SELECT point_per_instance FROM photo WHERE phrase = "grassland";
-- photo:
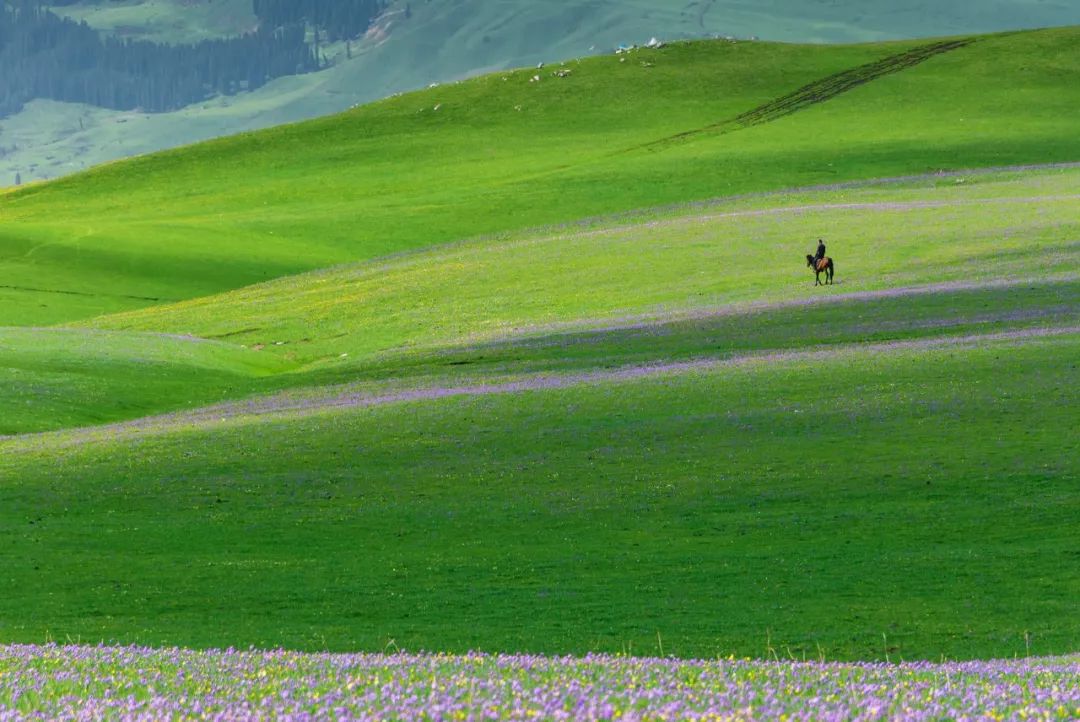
============================================================
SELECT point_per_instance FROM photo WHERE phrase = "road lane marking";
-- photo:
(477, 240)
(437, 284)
============================================================
Exercise brief: How many lines of the items above contain the string "WHERE"? Case counts. Give only the number.

The answer: 2